● YOUR INSTRUCTIONS:
Each entry below must be repeated exactly, with pictures left out.

# Start of DATA PROVIDED

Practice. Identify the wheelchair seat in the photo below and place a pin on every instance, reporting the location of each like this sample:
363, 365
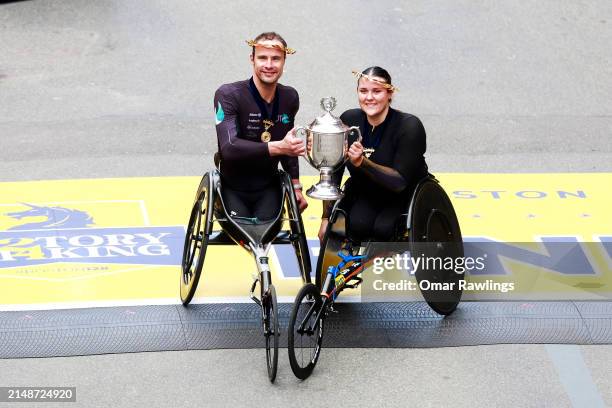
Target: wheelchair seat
251, 230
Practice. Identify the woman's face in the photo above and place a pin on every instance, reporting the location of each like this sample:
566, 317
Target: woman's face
374, 98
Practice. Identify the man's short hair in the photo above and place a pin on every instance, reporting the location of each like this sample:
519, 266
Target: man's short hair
270, 35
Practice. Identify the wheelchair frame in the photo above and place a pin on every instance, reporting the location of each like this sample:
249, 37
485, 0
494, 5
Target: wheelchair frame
208, 208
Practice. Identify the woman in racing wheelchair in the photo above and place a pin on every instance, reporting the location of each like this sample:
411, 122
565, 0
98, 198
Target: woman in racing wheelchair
390, 196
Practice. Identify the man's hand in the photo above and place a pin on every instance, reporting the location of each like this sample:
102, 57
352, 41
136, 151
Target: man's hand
302, 203
322, 229
355, 154
289, 146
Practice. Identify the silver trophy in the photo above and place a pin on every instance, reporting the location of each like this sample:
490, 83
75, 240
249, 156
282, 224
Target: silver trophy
326, 149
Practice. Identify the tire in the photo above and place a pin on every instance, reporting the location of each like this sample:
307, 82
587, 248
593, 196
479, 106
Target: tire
436, 232
194, 250
304, 348
271, 332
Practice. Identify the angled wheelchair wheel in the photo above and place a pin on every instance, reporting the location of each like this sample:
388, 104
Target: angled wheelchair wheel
271, 332
435, 233
196, 241
305, 331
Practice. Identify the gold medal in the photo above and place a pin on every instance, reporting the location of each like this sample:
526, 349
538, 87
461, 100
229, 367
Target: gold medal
267, 136
367, 152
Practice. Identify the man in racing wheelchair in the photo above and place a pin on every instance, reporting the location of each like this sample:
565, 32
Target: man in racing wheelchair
247, 195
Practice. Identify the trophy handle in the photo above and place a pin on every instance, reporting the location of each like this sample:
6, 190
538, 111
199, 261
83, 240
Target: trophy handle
359, 139
301, 132
356, 128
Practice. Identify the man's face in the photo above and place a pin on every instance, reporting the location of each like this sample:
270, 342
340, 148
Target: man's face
268, 63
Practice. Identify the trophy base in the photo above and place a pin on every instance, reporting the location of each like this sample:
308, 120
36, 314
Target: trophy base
325, 191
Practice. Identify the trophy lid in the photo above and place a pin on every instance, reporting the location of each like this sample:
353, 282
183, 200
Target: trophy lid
327, 123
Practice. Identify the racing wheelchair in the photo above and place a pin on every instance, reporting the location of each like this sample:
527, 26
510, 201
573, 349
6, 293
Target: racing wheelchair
429, 227
256, 237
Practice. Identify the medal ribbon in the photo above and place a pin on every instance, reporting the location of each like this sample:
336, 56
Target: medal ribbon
368, 131
262, 104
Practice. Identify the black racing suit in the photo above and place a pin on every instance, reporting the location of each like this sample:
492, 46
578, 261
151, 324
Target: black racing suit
248, 172
380, 189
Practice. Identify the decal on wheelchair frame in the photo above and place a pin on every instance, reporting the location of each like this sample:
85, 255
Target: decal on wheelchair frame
50, 234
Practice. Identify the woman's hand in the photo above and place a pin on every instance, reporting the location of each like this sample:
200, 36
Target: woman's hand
322, 229
355, 154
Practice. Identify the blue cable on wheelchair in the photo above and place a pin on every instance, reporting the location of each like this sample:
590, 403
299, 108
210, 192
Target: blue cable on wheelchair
336, 271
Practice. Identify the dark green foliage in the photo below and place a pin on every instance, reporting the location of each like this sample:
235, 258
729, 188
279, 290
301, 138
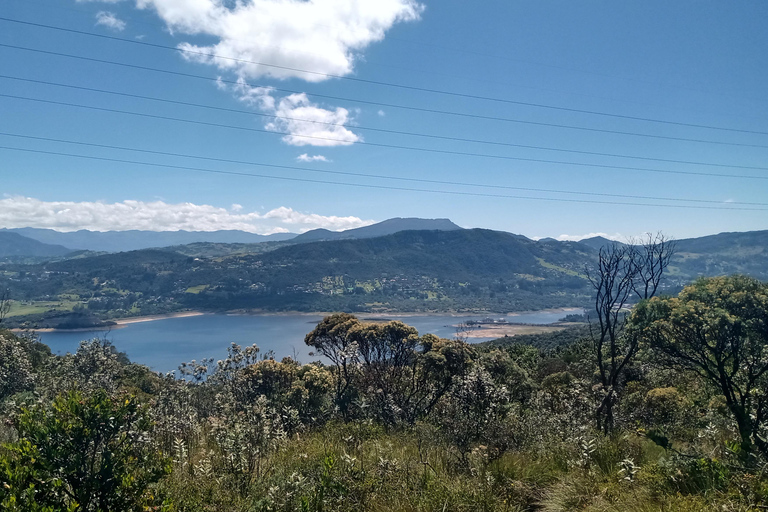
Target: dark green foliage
81, 453
395, 421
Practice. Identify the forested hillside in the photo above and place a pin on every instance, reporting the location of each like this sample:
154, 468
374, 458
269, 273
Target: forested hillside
405, 421
463, 270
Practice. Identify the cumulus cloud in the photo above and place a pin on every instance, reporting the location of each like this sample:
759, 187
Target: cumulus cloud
305, 123
575, 238
311, 158
109, 20
324, 36
17, 212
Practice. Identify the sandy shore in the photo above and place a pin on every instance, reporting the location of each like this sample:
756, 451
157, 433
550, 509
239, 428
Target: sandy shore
501, 330
150, 318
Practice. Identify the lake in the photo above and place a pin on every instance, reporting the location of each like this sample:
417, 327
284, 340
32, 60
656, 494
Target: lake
164, 344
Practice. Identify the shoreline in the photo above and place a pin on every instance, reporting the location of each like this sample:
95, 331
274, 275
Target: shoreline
116, 323
152, 318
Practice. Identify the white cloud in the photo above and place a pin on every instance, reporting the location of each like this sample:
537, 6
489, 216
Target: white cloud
109, 20
575, 238
305, 122
324, 36
311, 158
310, 125
17, 212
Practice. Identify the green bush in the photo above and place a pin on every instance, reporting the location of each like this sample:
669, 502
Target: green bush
81, 453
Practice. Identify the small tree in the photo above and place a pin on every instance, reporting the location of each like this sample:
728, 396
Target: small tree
331, 338
718, 328
80, 454
5, 303
624, 273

# End of DATA PROVIDED

● FULL RESPONSE:
Practice. Identify the wheelchair seat in the photo below and place a pin on every instance, reporting the location of each like this sample:
363, 365
Target: wheelchair seat
251, 230
Practice. Identify the woman's face in the photo above and place a pin on every instance, reporting the location of each like this sample:
566, 317
Target: woman's face
374, 98
Practice. Identify the man's short hair in the photo above and place a pin on every instance, reporting the location of each like this sample:
519, 266
Target: man's short hair
270, 35
Practice. Identify the wheelchair frame in the photo above and place a pin on every instance, reporting the location of each like this sample:
249, 37
485, 0
494, 5
Target: wheelchair frame
208, 208
Practice. Identify the woman in racing wheelchair in the photo above and place a pin on every instance, reporting the location of each like this sample:
411, 122
565, 0
98, 198
Target: woman in racing wheelchair
390, 196
Practice. Identify the man's hand in the photo above and place a pin on every instance, reporting the location of each like this sample:
102, 57
352, 41
136, 151
Target: man's hand
302, 203
322, 229
355, 154
289, 146
Practice. Identify the silver trophy in the photo above and place a pin on every instance, reporting the location of each like this sample:
490, 83
75, 240
249, 156
282, 224
Target: silver trophy
326, 149
Practice. Identify the tire in the photo above and place a pin on every instance, reporting the location of each like this sample:
307, 82
587, 248
593, 196
479, 106
Target: tire
436, 232
194, 250
304, 348
271, 332
Practice. Identify the angled wheelchair wheel in the photo above and place a pin on every instance, reporting the location of each like this sample:
388, 104
Target: angled wheelchair wheel
271, 332
435, 233
196, 241
305, 331
Practice. Identify the gold medal in the photo above and place a pin on every instance, reporting the location of each like this sample:
526, 349
538, 87
461, 100
229, 367
Target: gold medal
267, 136
367, 152
Practice. Identify the man in racing wheelchair in the photo above and place a pin on every instance, reporting the location of each like this sample:
565, 32
Target: man in racing wheelchair
247, 195
Practice. Identify the trophy handle in the photo above and place a pin on every instance, reporting the location of each like this sample:
6, 190
538, 111
199, 261
83, 240
Target: trophy handle
359, 139
301, 132
356, 128
Practice. Identify the man's face in the photo above and place a pin on every instance, reporting the location of each like this sample:
270, 342
340, 148
Target: man's face
268, 63
Practice. Identify the trophy base in the photo above and place a pin on every instance, reporting the location of each like this sample:
308, 120
36, 314
Target: trophy base
325, 191
Practice. Identify the trophy lid in the photo above and place a pin on every instance, reporting the location of each like this sample:
353, 282
183, 200
Target: trophy lid
327, 123
Practice. Identify the racing wheelchair in the photo above and place a pin on every instance, reporting the location of each like this sample:
527, 26
510, 201
573, 349
6, 293
Target: racing wheelchair
429, 227
256, 237
Practice. Identify the medal ribbon in the photo above and place a pin on every instance, reporting the location of each like this sample:
336, 56
Target: medal ribbon
368, 131
262, 104
Practice. Identify the black racing suit in the photo above and place a pin on every instance, reporting the location of each like this sample:
492, 46
578, 261
151, 324
Target: black racing suit
248, 172
380, 189
Practice. Identify the decal on wheelchair frame in the photo above and place a pin on every instance, reporting the location of each like this sample:
85, 255
Target: decal on wheelchair frame
50, 234
Practice. Identify the woman's hand in the photo above and place a pin on every instance, reporting the location of each like this sample:
200, 36
Target: woman's hand
322, 229
355, 154
Practice. Identify the blue cable on wheelchair in the photo above and place a pin on every instance, reporting the location of each like this sample:
590, 403
299, 108
210, 192
Target: blue cable on wheelchair
336, 271
Practice. Identify the dark green foliage in the photo below and place a pin on every instance, reporting the location of each like this sample:
235, 258
729, 188
279, 290
301, 138
Target: dark green foliage
81, 453
395, 421
Practice. Identify the forested hillside in the photo above and place a pin on every instance, reporting the location of each like this sample:
154, 468
374, 458
269, 273
Target: forested hillside
405, 421
463, 270
Practice. Identify the cumulus cloud in the photo above and place a pin on every instance, reporting the location of each like this sample:
759, 187
Target: cumulus cloud
305, 123
575, 238
311, 158
109, 20
324, 36
17, 212
Practice. Identify the sandy shore in the photo above and place a pin on every instance, reporting the location of each like this sample:
756, 451
157, 433
550, 509
239, 428
Target: sandy shore
501, 330
150, 318
Practice. Identify the lake in the photo above and place a pin on every instance, reporting the location of each like this sample:
417, 327
284, 340
32, 60
656, 494
Target: lake
164, 344
Practice. Identify the shoreline in the photo above and place a pin on every instance, reporting the location of each like this sample:
95, 331
274, 275
Target: shoreline
116, 323
152, 318
Practice. Identify the white cloud in the photo above and place a pin on every instance, reporting the location of each like this sample:
537, 6
489, 216
Target: white cloud
109, 20
575, 238
305, 122
324, 36
311, 158
310, 125
17, 212
Practice. Identify the green bush in the photo above and place a pin on every instance, reporting the location of each like this sample:
669, 502
Target: green bush
81, 453
Practice. Identify the small tree in the photo above and place a pin on every instance, reporting the location of each like this sample:
728, 396
Target: small tree
331, 338
718, 328
80, 454
5, 303
624, 273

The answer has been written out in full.